Dataset records:
┌────────

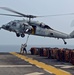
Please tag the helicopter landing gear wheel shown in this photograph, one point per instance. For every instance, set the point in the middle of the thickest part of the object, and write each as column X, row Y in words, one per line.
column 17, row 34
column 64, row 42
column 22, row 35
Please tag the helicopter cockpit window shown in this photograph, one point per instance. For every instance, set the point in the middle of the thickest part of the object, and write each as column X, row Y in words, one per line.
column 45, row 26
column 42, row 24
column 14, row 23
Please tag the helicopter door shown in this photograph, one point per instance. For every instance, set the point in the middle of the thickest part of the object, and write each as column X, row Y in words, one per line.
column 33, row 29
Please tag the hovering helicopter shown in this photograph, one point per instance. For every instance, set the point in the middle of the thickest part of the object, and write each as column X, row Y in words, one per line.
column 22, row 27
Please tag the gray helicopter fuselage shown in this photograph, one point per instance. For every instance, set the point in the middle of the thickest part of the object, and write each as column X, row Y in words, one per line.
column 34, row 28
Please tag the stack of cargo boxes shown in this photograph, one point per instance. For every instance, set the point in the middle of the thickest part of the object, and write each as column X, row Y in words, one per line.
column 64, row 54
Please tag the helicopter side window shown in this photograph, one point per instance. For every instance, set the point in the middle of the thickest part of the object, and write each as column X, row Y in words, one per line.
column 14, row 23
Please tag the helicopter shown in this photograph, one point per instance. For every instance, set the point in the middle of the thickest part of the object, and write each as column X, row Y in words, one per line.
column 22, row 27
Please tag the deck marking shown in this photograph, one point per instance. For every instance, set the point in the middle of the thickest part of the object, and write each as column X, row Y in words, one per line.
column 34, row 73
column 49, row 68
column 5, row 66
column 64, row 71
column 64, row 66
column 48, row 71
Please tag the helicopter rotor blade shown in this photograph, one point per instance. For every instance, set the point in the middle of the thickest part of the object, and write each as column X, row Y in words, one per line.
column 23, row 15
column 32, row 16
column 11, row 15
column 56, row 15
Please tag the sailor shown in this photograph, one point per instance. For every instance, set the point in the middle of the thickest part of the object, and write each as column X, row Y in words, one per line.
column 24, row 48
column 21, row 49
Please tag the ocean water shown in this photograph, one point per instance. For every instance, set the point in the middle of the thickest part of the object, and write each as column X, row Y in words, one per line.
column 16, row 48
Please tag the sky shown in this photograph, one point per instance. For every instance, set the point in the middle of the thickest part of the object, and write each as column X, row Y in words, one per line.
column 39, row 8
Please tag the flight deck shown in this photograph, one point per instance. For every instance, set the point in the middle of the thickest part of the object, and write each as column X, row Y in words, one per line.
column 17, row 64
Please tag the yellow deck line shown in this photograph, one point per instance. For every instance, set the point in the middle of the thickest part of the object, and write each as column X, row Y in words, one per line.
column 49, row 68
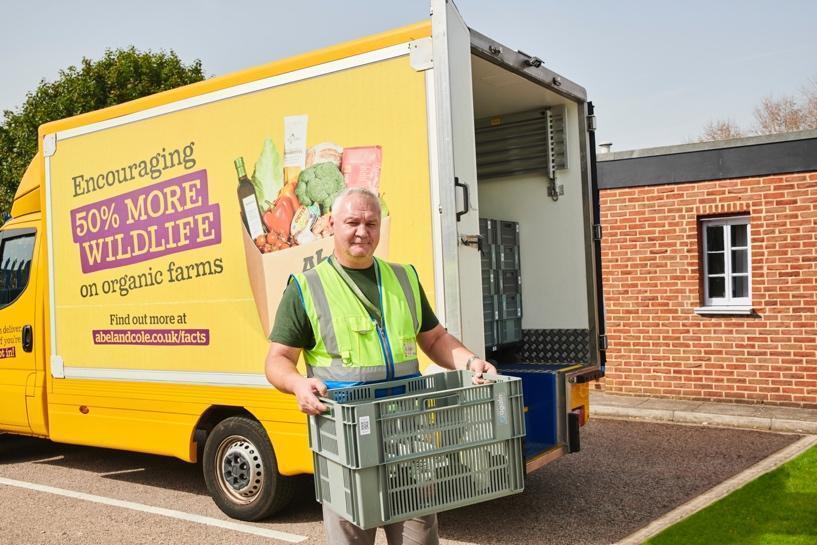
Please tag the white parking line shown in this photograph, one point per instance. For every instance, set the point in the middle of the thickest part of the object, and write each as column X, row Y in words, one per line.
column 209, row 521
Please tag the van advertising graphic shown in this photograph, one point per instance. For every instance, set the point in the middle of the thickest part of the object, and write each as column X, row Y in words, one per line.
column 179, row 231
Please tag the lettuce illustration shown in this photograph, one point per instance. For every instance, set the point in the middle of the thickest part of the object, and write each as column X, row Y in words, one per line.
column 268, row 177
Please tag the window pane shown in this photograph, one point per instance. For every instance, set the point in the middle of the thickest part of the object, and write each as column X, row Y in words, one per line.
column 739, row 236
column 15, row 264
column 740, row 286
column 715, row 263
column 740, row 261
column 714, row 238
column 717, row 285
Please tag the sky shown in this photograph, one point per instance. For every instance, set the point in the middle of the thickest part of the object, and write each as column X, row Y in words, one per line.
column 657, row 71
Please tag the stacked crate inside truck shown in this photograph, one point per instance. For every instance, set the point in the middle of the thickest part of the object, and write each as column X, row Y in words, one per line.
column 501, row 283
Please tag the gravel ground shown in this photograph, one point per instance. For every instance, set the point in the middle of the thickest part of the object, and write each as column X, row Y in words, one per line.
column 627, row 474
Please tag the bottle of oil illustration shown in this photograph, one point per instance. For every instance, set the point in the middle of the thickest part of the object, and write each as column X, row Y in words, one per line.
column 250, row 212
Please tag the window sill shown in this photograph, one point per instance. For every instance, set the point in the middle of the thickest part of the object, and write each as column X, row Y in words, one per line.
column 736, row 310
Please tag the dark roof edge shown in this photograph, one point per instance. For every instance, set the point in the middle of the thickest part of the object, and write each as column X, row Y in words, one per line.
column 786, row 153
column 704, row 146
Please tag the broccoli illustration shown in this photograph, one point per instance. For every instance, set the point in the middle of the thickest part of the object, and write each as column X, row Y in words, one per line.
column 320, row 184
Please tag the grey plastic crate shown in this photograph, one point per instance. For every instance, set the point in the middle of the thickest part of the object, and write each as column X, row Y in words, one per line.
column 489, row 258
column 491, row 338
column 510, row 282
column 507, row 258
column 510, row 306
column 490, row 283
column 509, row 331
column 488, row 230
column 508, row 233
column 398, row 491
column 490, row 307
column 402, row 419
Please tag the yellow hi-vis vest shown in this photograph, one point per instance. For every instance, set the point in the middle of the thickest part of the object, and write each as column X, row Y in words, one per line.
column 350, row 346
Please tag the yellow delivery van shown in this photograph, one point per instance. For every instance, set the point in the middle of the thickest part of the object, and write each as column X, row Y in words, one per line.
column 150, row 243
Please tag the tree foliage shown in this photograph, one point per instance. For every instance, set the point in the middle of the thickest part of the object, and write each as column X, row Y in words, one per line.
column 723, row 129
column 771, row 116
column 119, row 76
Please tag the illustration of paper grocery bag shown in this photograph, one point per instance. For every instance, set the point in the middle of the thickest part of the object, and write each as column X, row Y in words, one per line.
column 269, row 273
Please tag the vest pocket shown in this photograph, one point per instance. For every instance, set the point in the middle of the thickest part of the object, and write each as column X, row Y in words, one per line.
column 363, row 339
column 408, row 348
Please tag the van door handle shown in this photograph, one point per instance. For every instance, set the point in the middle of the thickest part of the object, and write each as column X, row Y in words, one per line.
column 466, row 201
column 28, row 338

└────────

Exercise directions: Return each entry above unchanged. Leave the pictures out.

Problem solution:
Please tag the helicopter landing gear wheel shown in this photograph, one point per instance. For every instance, set the point in the middle of the thickest part of the object, and write each as column X, row Y in words, one per line.
column 17, row 34
column 64, row 42
column 22, row 35
Please tag the helicopter cockpit window shown in this photograph, one point per instance. For every instance, set the point in the middle of the thickest part of the object, and write each as column X, row Y in words, one per line.
column 45, row 26
column 42, row 24
column 14, row 23
Please tag the helicopter door shown in this photograph, one point per instance. For every instance, set the point in the middle of the thickest part of the object, and write each as column X, row Y in words, one per line.
column 33, row 29
Please tag the hovering helicopter shown in this photograph, one point per instance. For every instance, set the point in the middle of the thickest part of the object, and write each as column X, row Y in words, one per line.
column 22, row 27
Please tag the gray helicopter fuselage shown in this photograph, one point per instance. For every instance, set the point in the middle of the thickest part of the object, and write each as column X, row Y in words, one per line.
column 34, row 28
Please tag the stack of cargo boxes shown in this photograph, one point per instance. For every instance, set the point in the middle of the thickest part of the object, and write each as column X, row Y in words, one per line.
column 64, row 54
Please tag the helicopter side window shown in this photograph, one point per instance. For every instance, set the point in the middle of the thickest part of the object, and write each as column X, row Y in words, one per line.
column 14, row 23
Please tag the helicopter shown in this photograph, one point per instance. For every instance, set the point in the middle of the thickest part of the object, and write each as column X, row Y in words, one per line.
column 22, row 27
Please tag the deck marking shown in this photograph, one point per instance. For every instance, set the point in the middle of the thickest part of the object, and write each as column X, row Y in words, one per line.
column 34, row 73
column 49, row 68
column 5, row 66
column 64, row 71
column 64, row 66
column 48, row 71
Please tag the helicopter rotor blade shown in this photograph, one point per instance. For every instance, set the point in the middle of the thickest part of the object, and write each as column X, row Y in words, one per line.
column 23, row 15
column 32, row 16
column 11, row 15
column 56, row 15
Please tag the sailor shown in this photograph, one point per instance. For every instance, set the point in the middle of the thickest part of the object, and write each as column X, row Y in words, one per line.
column 24, row 48
column 21, row 49
Please tag the ocean water shown in this photograph, one point per instance. For every instance, set the point in the middle of the thickest part of the object, and write each as column X, row Y in words, one per line.
column 16, row 48
Please tag the sky shown in this photograph, one point per instance. For every instance, set the point in the middle of the thickest part of the object, and write each as column X, row Y in words, one per line.
column 39, row 8
Please tag the flight deck shown in this photograph, one point per instance. For every instance, set the point in the middle of the thickest part of the object, and write each as column X, row Y in words, one per line.
column 17, row 64
Please tag the yellow deck line shown in this photograph, one point per instance. For every instance, set the point in the middle of the thickest part of the object, and write each as column X, row Y in words, one per line.
column 49, row 68
Please tag the white parking line shown in this photograph, one point per instance. For every instance, set the point in the middle of the thickest part of the object, and write each as column X, row Y in words, one per line.
column 209, row 521
Please tag the van advertising graphic shown in this photograph, one point per instance. For every instance, set the point in the middle of the thickest part of the object, and write each as column X, row Y in words, one per line.
column 179, row 231
Please tag the lettuce illustration shown in this photograph, one point per instance. For every instance, set the point in the middle of the thickest part of the object, and write each as column X, row Y in words, one per line.
column 268, row 177
Please tag the window pane shown in this photograph, one point per instance. For every instance, set the point in the middle of the thickest part of the object, and write each as column X, row Y in words, one per line.
column 739, row 236
column 15, row 264
column 740, row 286
column 715, row 263
column 740, row 261
column 714, row 238
column 717, row 285
Please tag the sky shown in this photograph, one point per instance. For every instance, set the point in the middle of the thickest part of the object, and write each as column X, row Y in words, one per line.
column 657, row 71
Please tag the stacked crate inside truck shown in this photograph, one point per instance. For every instance, set the point in the middle of the thickest part of the object, and write each as column X, row Y in words, one per line.
column 501, row 283
Please tag the gravel ground shown in this photograph, one point per instance. For every instance, set the point in the middle of the thickest part of the object, and write each as column X, row Y in words, one per line.
column 627, row 474
Please tag the bottle of oil illustration shown in this photograph, one point per instance. For every instance, set the point in the middle of the thickest part of the object, and write each as column X, row Y in words, one per line.
column 250, row 212
Please tag the window sill shown in this photograph, one point per instance. For every instance, set the point in the middle of the thickest part of the object, and write each as column X, row Y in words, one per line.
column 736, row 310
Please tag the dark roof edge shown in this photograph, one point per instance. For every instance, set the point in the middle of the thickest part of the object, and write each as column X, row Y in words, one per line.
column 786, row 153
column 704, row 146
Please tag the broccoli illustration shown in this photograph, one point per instance. For every instance, set the point in the middle of the thickest part of the object, and write each as column X, row Y in words, one per line.
column 320, row 184
Please tag the grey plastic crate shown in this photograph, one point per instance. For every instance, set the point in the middle of the thickest part of the object, and write each as column X, row Y in words, one per line.
column 489, row 258
column 491, row 338
column 510, row 282
column 507, row 258
column 510, row 306
column 490, row 283
column 509, row 331
column 488, row 230
column 508, row 233
column 398, row 491
column 490, row 307
column 402, row 419
Please tag the yellow hi-vis vest shown in this photograph, one point per instance. For every instance, set the point in the middle of the thickest part of the object, and write each as column X, row Y in words, one per line.
column 350, row 346
Please tag the yellow delivery van shown in this photograph, one point per instance. For every instance, set the point in the middle of the thickest part of the object, and write each as column X, row Y in words, one per line.
column 150, row 243
Please tag the tree foliage shown in this photograph, one point per instance. For every instance, set the point in the middle of the thickest part of the object, and write each as column X, row Y in words, one per line.
column 723, row 129
column 771, row 116
column 119, row 76
Please tag the illustration of paper grocery bag shown in this photograph, one point per instance. For every instance, set the point in the middle of the thickest part of the object, and write each as column X, row Y in words, one per line.
column 269, row 273
Please tag the vest pocket shown in this photograph, one point per instance. For every instance, set the point in the middle of the thickest part of the object, and write each as column X, row Y in words, one per line.
column 363, row 339
column 408, row 348
Please tag the van door handle shown in this photograph, one point per instance. For every instance, set the point in the middle of the thickest part of the object, and write each as column X, row Y in words, one per line.
column 466, row 201
column 28, row 338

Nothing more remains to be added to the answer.